_WHAT YOU ARE ASKED TO DO_. Locate each line below containing the string "factory" and copy those lines out. Case counts.

_EXCERPTED RECORDS_.

* begin *

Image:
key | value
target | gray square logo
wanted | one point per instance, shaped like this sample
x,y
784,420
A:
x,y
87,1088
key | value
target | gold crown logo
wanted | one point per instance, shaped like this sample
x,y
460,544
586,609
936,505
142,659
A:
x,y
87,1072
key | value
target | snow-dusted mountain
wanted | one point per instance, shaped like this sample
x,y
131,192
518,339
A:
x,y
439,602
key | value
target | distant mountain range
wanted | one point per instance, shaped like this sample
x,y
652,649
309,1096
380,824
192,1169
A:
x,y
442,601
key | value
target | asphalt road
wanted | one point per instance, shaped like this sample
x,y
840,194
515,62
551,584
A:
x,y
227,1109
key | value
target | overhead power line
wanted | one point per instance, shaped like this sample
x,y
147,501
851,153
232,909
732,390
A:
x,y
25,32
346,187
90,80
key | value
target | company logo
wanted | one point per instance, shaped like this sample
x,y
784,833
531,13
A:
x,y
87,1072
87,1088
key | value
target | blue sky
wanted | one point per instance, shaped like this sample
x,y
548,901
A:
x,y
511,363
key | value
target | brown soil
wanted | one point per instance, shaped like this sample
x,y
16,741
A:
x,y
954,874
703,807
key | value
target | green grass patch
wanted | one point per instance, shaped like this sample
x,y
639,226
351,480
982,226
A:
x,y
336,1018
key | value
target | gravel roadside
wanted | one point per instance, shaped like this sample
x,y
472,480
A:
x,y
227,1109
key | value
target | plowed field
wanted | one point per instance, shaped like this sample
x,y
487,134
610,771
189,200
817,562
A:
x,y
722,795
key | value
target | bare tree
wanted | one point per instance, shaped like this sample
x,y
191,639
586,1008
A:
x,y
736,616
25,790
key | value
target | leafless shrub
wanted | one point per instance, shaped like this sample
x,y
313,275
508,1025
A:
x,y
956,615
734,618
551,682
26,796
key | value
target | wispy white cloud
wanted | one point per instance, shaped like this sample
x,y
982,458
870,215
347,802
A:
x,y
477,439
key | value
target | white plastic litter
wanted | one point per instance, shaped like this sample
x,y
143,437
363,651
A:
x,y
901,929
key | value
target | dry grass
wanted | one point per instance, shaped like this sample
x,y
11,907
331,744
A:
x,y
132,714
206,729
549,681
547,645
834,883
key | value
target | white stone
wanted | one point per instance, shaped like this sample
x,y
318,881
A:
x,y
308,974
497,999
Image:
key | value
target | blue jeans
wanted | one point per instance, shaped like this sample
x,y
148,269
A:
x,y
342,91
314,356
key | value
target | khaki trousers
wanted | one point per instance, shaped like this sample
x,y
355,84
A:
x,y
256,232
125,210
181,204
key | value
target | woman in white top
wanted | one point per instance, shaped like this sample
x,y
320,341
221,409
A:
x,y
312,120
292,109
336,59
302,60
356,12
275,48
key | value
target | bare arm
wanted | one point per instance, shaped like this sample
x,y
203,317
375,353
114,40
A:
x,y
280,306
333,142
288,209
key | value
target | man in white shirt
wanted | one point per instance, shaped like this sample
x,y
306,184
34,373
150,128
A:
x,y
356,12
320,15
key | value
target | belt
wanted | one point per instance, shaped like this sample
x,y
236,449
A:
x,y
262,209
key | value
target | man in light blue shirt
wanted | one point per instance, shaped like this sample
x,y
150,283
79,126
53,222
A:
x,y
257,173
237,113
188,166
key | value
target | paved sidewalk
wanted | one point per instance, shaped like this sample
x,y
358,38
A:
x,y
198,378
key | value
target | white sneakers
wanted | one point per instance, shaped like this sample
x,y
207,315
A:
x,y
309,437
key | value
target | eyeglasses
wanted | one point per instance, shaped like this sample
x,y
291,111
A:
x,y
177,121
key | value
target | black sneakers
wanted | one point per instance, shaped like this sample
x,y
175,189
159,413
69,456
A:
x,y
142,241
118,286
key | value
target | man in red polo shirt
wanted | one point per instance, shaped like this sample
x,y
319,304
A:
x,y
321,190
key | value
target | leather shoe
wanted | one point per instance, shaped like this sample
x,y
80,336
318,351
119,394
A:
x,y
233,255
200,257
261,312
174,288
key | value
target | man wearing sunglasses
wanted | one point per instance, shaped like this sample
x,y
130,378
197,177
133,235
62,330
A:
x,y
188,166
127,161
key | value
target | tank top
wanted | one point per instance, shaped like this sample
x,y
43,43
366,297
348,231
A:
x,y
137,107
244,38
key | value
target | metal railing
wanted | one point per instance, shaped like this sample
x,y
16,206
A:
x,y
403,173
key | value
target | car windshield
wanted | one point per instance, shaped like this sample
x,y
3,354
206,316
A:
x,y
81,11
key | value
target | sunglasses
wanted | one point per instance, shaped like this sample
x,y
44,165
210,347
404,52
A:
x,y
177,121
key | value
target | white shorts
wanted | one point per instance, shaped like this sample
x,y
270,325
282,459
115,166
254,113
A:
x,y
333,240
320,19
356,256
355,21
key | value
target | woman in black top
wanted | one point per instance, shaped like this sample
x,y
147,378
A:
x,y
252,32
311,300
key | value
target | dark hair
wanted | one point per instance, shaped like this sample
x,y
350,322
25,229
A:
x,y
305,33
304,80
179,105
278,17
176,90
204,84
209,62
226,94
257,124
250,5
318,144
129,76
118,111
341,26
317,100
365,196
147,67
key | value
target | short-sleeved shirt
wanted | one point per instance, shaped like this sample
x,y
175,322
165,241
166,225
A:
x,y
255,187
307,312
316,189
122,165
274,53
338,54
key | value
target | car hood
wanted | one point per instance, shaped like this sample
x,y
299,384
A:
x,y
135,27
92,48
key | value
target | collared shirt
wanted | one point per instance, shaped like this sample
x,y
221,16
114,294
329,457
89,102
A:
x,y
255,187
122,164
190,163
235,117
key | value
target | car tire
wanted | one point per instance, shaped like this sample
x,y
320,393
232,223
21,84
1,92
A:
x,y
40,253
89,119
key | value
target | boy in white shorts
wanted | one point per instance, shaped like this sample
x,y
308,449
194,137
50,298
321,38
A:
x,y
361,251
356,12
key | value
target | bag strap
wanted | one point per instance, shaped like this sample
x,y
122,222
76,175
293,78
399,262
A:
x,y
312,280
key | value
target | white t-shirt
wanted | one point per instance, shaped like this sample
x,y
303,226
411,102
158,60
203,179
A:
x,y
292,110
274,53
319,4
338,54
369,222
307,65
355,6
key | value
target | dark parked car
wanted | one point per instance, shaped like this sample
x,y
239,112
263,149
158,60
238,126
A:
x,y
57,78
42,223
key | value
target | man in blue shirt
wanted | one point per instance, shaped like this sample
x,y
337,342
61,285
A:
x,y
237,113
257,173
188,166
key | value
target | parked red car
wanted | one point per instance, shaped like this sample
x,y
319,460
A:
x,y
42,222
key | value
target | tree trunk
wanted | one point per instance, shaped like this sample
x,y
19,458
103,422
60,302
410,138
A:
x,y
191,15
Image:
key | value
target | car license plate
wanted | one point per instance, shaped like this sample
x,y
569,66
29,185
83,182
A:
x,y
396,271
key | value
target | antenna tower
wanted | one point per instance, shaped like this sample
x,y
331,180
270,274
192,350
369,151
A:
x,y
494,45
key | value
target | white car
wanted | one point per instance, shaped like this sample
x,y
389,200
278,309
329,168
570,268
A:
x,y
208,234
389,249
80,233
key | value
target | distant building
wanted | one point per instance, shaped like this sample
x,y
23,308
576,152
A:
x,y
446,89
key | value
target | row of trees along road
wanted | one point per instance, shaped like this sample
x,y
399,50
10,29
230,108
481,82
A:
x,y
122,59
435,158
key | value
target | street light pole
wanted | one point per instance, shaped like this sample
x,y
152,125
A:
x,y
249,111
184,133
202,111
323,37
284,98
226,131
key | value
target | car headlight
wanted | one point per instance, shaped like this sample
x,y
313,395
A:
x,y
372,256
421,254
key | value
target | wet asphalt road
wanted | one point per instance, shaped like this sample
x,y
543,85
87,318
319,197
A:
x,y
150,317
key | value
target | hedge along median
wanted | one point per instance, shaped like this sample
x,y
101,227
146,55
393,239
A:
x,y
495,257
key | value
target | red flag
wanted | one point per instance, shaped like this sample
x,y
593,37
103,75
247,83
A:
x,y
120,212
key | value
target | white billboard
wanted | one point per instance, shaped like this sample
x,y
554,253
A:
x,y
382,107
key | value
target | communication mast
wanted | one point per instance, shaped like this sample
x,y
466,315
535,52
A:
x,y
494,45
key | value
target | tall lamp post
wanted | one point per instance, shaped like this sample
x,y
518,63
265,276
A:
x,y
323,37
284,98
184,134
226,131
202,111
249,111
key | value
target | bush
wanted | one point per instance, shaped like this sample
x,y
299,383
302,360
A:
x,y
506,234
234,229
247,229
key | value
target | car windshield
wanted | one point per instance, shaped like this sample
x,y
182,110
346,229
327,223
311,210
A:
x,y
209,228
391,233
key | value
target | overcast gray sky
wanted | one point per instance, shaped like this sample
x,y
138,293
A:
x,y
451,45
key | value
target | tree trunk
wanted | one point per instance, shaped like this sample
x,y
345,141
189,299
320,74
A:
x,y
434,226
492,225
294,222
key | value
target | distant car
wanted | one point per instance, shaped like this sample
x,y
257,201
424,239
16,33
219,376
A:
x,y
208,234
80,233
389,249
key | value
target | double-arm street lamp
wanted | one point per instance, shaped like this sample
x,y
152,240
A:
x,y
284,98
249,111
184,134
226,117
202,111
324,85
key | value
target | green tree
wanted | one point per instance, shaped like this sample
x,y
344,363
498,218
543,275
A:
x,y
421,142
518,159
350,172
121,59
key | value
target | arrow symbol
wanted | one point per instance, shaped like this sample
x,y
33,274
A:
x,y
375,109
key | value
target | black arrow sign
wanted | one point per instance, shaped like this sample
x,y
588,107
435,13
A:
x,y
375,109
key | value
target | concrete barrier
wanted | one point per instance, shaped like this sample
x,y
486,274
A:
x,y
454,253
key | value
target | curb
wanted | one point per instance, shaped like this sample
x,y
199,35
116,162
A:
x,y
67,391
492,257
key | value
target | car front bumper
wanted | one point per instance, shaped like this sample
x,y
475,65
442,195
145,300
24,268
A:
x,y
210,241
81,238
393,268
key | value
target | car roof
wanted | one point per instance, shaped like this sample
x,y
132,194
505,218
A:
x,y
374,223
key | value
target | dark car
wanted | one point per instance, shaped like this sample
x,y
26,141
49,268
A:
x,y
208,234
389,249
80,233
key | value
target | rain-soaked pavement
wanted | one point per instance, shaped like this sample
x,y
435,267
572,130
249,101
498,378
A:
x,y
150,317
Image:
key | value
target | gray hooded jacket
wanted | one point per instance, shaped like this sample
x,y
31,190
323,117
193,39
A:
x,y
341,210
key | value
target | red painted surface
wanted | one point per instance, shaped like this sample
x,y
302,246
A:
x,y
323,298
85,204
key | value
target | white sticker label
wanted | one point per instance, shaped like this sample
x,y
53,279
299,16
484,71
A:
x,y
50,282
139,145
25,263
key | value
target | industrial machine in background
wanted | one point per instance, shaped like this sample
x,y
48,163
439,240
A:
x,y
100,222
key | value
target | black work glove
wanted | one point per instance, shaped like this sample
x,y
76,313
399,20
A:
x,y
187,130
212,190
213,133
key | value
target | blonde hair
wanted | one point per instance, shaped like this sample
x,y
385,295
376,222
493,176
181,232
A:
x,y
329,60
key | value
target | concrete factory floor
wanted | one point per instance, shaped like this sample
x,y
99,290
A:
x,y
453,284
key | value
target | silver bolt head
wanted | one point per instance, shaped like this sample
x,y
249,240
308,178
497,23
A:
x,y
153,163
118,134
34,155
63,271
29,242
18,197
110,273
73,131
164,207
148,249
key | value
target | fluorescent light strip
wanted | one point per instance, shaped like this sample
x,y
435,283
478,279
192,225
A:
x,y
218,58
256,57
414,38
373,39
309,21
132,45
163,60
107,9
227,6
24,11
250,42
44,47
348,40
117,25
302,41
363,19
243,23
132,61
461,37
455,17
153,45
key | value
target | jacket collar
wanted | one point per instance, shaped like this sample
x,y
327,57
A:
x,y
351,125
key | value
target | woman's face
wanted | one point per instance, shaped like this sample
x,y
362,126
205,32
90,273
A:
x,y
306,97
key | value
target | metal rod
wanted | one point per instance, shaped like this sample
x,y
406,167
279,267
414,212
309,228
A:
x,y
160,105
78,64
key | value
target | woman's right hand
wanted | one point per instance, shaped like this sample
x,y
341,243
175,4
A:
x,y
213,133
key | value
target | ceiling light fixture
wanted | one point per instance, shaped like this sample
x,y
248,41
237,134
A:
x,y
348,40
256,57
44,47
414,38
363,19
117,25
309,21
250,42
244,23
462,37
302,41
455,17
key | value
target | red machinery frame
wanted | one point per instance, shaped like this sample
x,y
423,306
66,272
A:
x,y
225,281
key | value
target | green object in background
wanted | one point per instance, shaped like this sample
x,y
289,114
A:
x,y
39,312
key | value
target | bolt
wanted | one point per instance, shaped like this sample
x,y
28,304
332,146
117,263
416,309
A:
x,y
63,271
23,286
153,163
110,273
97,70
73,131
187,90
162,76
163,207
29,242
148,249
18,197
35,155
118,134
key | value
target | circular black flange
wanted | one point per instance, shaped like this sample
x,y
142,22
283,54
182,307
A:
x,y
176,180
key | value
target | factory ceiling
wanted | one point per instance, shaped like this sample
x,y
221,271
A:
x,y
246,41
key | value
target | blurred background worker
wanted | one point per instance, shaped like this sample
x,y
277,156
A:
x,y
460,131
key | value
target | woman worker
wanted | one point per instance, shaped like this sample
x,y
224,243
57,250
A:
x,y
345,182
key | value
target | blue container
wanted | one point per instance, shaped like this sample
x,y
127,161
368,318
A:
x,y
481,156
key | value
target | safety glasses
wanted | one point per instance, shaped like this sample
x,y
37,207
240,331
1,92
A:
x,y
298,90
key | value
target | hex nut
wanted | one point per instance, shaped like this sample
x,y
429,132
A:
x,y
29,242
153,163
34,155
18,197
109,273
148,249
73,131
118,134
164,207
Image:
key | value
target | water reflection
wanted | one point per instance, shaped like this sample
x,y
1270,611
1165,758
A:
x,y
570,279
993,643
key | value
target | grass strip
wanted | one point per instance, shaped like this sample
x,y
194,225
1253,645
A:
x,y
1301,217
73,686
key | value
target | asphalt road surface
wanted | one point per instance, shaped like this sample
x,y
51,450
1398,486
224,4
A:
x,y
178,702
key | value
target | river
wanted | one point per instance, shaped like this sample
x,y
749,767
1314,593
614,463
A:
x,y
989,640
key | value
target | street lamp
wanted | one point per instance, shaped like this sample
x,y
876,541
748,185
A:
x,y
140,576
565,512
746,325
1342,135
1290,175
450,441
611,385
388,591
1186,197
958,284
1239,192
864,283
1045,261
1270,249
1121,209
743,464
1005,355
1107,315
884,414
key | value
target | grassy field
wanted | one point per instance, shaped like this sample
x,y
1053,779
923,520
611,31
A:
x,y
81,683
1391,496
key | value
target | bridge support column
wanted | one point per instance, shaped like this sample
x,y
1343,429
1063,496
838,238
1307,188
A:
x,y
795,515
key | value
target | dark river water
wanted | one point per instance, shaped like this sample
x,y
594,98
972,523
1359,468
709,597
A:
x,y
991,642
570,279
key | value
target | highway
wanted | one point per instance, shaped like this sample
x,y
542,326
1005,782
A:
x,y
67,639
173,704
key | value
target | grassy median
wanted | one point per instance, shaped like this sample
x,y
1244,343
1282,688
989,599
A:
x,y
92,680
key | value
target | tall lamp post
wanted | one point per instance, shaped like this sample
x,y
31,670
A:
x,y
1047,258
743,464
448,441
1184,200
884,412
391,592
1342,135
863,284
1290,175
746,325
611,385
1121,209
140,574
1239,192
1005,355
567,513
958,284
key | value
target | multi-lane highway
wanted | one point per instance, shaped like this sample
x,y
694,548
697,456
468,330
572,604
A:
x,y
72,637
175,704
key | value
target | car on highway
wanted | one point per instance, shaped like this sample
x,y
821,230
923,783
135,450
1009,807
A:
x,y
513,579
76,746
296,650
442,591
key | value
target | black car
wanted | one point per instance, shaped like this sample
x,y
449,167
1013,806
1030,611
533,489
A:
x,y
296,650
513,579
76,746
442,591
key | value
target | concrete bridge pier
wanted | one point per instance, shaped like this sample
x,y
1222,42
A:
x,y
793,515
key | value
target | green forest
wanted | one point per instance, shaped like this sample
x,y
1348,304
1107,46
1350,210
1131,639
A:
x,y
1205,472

* end *

_REPLY_.
target | concrete factory floor
target | factory ceiling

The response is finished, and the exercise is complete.